------ TEKS YANG DIBERIKAN

SOROTAN TERHADAP 11-POINT MALINO II
Tanggapan-tanggapan Joshua Lainnya
Salam Sejahtera!
Saya adalah pencinta damai dan pendukung segala usaha menuju perdamaian.
Tetapi saya juga adalah pencinta kebenaran dan kejujuran. Saya akan selalu
berusaha agar kebenaran dan kejujuran mendasari segala usaha ke arah perdamaian
dan perdamaian itu sendiri. Atas dasar keyakinan itulah, saya menyoroti ke 11 Point
Kesepakatan Damai Maluku yang dicetuskan di Malino, 12-2-02.
Republika; Rabu, 13 Februari 2002; 11 Poin Perjanjian Damai Maluku
1. MENGAKHIRI SEMUA BENTUK KONFLIK DAN PERSELISIHAN.
JOSHUA:
Saya sangat mendukung point ini, yang merupakan langkah awal untuk menuju
perdamaian Maluku. Tanpa point yang satu ini, Malino II hanyalah sebuah cerita
komedi yang tidak lucu.
2. MENEGAKKAN SUPREMASI HUKUM SECARA ADIL DAN TIDAK MEMIHAK.

------------

Lanjutkan teks tanggapan terhadap 11 poin Kesepakatan Damai Maluku di Malino II, dimulai tepat sesudah baris terakhir yang tercantum. Catatan yang menyusul tidak dibutuhkan dalam pengerjaan.

------ CATATAN YANG DISEDIAKAN

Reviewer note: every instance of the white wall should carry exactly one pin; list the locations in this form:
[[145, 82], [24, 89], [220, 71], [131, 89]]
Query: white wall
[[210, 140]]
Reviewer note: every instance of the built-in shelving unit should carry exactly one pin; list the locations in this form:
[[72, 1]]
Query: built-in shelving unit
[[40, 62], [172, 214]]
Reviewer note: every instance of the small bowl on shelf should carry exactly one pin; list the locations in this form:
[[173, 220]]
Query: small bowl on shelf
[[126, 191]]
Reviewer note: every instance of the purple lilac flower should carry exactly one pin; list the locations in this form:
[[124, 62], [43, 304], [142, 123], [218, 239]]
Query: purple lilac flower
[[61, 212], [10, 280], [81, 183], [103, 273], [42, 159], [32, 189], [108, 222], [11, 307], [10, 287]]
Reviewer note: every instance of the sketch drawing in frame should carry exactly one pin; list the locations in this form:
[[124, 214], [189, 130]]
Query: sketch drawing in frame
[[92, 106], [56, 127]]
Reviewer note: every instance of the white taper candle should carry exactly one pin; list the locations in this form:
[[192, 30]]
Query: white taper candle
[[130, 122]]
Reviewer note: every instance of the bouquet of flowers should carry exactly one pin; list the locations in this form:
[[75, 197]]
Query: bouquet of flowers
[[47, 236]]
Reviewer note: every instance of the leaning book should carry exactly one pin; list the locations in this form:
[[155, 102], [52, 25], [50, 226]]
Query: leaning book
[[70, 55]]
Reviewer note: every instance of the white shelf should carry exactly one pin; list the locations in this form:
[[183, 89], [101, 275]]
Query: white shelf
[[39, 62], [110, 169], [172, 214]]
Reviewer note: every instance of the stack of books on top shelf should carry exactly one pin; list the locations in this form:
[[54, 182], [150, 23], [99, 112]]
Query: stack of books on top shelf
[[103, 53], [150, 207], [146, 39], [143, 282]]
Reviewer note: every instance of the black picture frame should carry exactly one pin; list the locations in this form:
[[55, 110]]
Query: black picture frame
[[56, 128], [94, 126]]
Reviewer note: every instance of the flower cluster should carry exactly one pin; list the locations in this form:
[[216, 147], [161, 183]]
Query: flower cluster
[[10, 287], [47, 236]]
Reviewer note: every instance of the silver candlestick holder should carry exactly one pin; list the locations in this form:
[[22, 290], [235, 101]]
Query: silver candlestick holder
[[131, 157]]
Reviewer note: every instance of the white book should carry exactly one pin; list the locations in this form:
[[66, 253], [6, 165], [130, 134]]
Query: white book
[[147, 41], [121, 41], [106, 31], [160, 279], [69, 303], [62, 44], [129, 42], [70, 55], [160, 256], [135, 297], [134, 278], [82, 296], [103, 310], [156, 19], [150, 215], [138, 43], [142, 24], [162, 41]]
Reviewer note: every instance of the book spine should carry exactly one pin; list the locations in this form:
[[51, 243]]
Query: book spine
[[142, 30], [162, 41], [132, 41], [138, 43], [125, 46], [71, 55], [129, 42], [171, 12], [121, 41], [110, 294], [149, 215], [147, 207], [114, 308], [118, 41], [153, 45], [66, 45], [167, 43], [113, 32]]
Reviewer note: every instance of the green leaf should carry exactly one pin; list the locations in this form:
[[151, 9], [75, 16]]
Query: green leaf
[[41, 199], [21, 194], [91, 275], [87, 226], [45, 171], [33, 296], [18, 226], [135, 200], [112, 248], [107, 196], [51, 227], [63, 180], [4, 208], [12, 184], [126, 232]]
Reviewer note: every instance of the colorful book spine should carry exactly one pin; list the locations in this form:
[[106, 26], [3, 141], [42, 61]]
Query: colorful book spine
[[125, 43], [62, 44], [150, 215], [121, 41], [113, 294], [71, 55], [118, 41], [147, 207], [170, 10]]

------------

> **HASIL KELUARAN**:
JOSHUA:
Point yang satu ini juga amat penting dan saya akan mendukungnya, setelah
diberikan penjelasan tentang "kurun waktu bagi pemberlakuan point ini". Point ini
seharusnya bisa "berlaku surut", sehingga seluruh masalah yang terkait dengan
Kerusuhan Maluku, baik sebelum, di dalam dan sesudah kerusuhan. Dengan
demikian, semua kejahatan dan pelanggaran hukum bisa dibawa kedalam terang
kebenaran dan keadilan. Seluruh persoalan yang berkaitan dengan Kerusuhan Maluku
harus diselesaikan secara tuntas, untuk menghilangkan kebiasaan "saling menuduh
tanpa bukti, sekedar untuk menlindungi kejahatan sendiri, seperti yang lazim
dilakukan oleh "laskar jihad"!
Yang harus diingat adalah bahwa "hukum tidak akan membawa damai"! Proses
hukum digunakan untuk menyelesaikan sengketa, tetapi bukan untuk mendamaikan
kedua pihak yang bertikai.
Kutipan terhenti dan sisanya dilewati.